[SET PROBLEM] Lay out the listing's lines as a numbered list, beginning at the line that has "of the stone" and stopping after the final line of the listing. Leave out any blank lines.

[Stored dataset items]
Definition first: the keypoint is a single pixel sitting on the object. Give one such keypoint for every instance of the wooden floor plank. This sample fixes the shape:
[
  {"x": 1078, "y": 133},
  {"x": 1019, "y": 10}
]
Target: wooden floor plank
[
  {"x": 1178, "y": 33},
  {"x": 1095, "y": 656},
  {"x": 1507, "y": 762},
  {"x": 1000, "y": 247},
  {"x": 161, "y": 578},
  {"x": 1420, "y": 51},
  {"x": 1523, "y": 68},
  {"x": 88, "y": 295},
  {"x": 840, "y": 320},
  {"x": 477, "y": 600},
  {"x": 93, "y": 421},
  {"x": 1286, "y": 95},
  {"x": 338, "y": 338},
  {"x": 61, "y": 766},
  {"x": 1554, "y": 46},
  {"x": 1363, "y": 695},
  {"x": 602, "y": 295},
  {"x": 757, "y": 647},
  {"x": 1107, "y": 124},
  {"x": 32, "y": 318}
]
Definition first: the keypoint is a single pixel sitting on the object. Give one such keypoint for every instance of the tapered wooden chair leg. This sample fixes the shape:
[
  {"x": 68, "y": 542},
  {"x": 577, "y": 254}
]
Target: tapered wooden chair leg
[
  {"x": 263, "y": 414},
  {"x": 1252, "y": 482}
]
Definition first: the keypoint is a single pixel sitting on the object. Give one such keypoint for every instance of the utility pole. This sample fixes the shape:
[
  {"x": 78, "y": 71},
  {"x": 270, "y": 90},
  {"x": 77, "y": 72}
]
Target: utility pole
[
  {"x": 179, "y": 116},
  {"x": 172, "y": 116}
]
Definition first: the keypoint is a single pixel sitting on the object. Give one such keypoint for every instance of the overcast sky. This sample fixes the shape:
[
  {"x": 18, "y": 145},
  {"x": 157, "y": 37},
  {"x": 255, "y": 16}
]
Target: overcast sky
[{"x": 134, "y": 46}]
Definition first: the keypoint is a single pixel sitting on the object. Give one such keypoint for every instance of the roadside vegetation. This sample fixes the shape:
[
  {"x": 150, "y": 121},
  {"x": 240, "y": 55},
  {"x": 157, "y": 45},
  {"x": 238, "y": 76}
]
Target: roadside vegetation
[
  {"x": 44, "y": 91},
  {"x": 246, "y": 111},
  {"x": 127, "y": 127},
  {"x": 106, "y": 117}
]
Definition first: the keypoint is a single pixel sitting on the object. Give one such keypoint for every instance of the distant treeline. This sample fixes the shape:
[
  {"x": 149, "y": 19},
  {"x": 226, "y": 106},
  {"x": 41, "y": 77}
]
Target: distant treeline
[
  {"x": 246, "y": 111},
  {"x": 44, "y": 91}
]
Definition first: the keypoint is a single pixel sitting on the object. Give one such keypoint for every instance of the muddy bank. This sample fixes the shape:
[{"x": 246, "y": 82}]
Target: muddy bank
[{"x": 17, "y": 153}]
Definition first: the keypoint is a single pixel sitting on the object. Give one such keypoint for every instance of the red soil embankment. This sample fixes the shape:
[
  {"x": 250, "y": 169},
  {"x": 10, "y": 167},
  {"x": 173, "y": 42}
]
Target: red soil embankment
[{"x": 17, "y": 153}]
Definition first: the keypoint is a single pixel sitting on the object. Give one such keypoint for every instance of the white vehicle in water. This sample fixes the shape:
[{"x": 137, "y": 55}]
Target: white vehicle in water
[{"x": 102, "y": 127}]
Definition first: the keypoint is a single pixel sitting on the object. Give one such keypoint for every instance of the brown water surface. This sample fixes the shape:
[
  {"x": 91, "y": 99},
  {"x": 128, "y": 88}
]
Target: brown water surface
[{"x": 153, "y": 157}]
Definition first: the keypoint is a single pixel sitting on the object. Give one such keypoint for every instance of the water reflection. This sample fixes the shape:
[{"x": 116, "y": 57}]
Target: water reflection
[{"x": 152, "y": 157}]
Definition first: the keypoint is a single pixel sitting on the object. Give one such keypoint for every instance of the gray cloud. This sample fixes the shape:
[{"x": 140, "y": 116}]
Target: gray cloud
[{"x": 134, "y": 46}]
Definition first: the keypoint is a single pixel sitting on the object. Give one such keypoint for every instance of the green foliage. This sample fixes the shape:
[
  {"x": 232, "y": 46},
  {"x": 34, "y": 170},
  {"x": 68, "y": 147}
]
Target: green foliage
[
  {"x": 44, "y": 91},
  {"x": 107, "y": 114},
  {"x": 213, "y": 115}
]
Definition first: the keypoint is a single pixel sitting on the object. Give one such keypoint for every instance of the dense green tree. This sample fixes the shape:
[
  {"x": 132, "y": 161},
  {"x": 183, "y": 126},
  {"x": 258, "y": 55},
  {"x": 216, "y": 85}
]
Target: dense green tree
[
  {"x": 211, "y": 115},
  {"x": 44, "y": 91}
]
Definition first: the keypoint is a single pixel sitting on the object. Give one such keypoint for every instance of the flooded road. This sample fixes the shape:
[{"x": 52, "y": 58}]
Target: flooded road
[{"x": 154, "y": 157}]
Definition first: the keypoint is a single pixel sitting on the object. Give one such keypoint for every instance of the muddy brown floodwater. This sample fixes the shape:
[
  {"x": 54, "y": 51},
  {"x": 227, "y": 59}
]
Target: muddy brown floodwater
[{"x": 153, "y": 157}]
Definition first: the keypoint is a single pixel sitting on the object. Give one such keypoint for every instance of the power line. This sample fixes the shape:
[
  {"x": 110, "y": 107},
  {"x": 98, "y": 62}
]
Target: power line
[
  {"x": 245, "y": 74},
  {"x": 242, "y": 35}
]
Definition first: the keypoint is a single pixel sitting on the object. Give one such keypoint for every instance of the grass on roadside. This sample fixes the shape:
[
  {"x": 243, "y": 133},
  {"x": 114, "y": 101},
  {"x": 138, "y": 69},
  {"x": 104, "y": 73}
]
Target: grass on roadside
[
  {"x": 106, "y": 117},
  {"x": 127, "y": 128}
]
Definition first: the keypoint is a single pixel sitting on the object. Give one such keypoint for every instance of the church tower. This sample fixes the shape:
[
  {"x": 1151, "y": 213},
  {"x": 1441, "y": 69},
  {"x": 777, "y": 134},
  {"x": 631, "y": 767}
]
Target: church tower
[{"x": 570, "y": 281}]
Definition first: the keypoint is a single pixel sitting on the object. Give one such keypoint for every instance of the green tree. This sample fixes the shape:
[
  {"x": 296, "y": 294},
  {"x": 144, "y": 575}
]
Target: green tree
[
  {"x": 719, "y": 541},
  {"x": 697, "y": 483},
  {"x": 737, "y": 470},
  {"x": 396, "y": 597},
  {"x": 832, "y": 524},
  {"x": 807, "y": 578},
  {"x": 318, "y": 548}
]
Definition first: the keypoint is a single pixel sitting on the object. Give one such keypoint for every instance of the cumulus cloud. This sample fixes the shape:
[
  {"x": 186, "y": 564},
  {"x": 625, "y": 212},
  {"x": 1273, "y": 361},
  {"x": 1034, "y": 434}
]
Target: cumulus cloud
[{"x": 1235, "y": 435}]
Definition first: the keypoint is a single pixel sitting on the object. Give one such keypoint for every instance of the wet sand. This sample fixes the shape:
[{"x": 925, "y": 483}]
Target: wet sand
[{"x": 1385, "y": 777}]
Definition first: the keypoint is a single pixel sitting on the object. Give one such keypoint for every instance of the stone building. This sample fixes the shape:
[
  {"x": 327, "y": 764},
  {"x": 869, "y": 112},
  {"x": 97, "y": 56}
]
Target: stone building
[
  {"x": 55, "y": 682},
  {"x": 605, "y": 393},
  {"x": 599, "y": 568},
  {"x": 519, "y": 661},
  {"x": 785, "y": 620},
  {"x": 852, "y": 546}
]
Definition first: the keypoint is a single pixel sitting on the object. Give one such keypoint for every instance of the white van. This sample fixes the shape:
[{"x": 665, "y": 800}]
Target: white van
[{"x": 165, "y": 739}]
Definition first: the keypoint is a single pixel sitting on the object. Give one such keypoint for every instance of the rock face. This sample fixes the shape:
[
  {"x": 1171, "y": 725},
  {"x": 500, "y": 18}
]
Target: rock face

[SOLUTION FOR THIS TASK]
1. Definition first: the keypoint is a single pixel sitting on the object. Give one such keypoint for every instance of the stone building. This sample fixes the shape:
2. [
3.   {"x": 327, "y": 764},
4.   {"x": 869, "y": 112},
5.   {"x": 97, "y": 56}
6. ]
7. Target: stone building
8. [
9.   {"x": 55, "y": 682},
10.   {"x": 605, "y": 393},
11.   {"x": 599, "y": 568},
12.   {"x": 519, "y": 661},
13.   {"x": 785, "y": 620},
14.   {"x": 852, "y": 546}
15. ]
16. Definition first: the keypoint is a single pixel sitting on the object. Give one such keypoint for every instance of the white van. This sample fixes the shape:
17. [{"x": 665, "y": 800}]
18. Target: white van
19. [{"x": 165, "y": 739}]
20. Definition first: the keypoint is a single pixel sitting on the object. Give one such keypoint for every instance of the rock face. This sample fixes the shape:
21. [
22.   {"x": 1171, "y": 725},
23.   {"x": 500, "y": 18}
24. ]
25. Target: rock face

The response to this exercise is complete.